Rewrite all the items below with every "photo" swapped for "image" and everything else unchanged. Leave the pictures out of your answer.

TASK DATA:
---

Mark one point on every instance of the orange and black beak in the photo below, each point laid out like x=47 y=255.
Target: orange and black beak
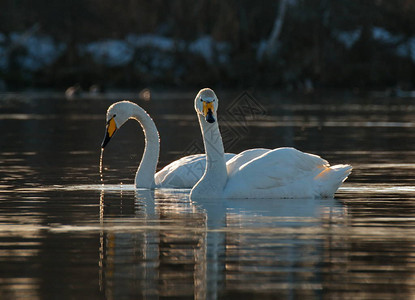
x=109 y=132
x=208 y=112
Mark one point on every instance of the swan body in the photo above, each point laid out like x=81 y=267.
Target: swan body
x=260 y=173
x=182 y=173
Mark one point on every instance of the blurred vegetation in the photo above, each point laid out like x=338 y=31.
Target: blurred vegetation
x=307 y=50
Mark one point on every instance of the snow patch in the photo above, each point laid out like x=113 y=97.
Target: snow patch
x=41 y=51
x=110 y=53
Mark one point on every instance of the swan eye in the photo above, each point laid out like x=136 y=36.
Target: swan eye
x=111 y=118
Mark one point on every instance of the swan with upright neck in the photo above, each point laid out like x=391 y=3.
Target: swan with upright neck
x=259 y=173
x=182 y=173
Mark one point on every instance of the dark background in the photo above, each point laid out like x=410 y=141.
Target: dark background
x=355 y=45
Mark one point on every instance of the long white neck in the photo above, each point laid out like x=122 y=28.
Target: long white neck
x=214 y=179
x=144 y=178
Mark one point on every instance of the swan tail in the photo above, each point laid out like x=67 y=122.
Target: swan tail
x=331 y=178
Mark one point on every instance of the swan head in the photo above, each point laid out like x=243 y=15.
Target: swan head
x=117 y=114
x=206 y=104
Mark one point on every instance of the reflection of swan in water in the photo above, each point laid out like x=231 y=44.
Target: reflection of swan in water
x=182 y=173
x=277 y=173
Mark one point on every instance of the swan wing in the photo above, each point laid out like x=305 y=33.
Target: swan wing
x=184 y=172
x=233 y=164
x=278 y=173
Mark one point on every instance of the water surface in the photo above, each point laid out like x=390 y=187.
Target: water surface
x=64 y=233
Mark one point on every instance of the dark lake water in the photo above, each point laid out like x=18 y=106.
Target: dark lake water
x=64 y=234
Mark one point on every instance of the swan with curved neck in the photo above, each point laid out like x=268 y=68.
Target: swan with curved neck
x=182 y=173
x=259 y=173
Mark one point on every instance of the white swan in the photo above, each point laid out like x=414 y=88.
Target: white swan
x=259 y=173
x=182 y=173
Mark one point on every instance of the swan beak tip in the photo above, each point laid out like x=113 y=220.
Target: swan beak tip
x=105 y=141
x=209 y=117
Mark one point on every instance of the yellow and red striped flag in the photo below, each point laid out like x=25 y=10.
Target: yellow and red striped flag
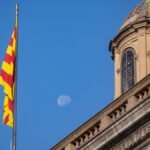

---

SOLVED EXERCISE:
Mark one point on every instance of the orange and black beak in the image below, each point laid out like x=47 y=255.
Target: orange and black beak
x=109 y=132
x=208 y=112
Mark one point on every instance of the swan body in the image above, each point laid out like x=81 y=267.
Target: swan body
x=260 y=173
x=182 y=173
Mark one point on every instance of the blurred vegetation in the image above, each point laid out like x=338 y=31.
Target: blurred vegetation
x=307 y=50
Mark one point on every instance of the snow patch in the image above, each point laid out like x=113 y=97.
Target: snow patch
x=41 y=51
x=110 y=53
Mark one point on every instance of the swan eye in the image above, each point laid out like x=136 y=36.
Target: swan eye
x=111 y=118
Mark one point on every instance of the swan with upright neck in the image above, each point laid out like x=391 y=3.
Target: swan with upright neck
x=259 y=173
x=182 y=173
Mark one point on every instance of the dark background in the image above, each point laid out like x=410 y=141.
Target: dark background
x=355 y=45
Mark one point on every instance of the long white neck in the image above, each point laid out like x=122 y=28.
Target: long white neck
x=214 y=179
x=144 y=178
Mark one point on every instance of the swan tail in the image above, each point laid out like x=67 y=122.
Target: swan tail
x=331 y=178
Mark one point on every instance of the swan head in the image above, each point laid out like x=243 y=15.
Target: swan head
x=117 y=114
x=206 y=104
Mark one point on every instance of the reflection of swan in water in the image above, each point laid out like x=231 y=44.
Target: reflection of swan in water
x=182 y=173
x=277 y=173
Mark one point on every instance of the swan wing in the image above, each point laid out like x=305 y=33.
Target: swan wing
x=184 y=172
x=233 y=164
x=278 y=173
Mark one point on every instance of the water surface in the image above, each point laid out like x=390 y=187.
Target: water surface
x=64 y=233
Mark one point on every instance of the dark lake water in the image above, each point laid out like x=18 y=106.
Target: dark lake water
x=64 y=234
Mark one point on every instance of the swan with curved neck in the image above, each point laid out like x=268 y=68.
Target: swan with curved neck
x=182 y=173
x=259 y=173
Mark one point on every instance of the white swan in the image above, each point laid out like x=414 y=88.
Target: white swan
x=259 y=173
x=182 y=173
Mark one point on every instance of the swan beak tip in the image above, each point laid out like x=113 y=220.
Target: swan beak tip
x=105 y=141
x=209 y=117
Mark one point on every instance of the yellow and red striped flag in the image below, each point laid out like x=25 y=10.
Target: yellow and red striped flag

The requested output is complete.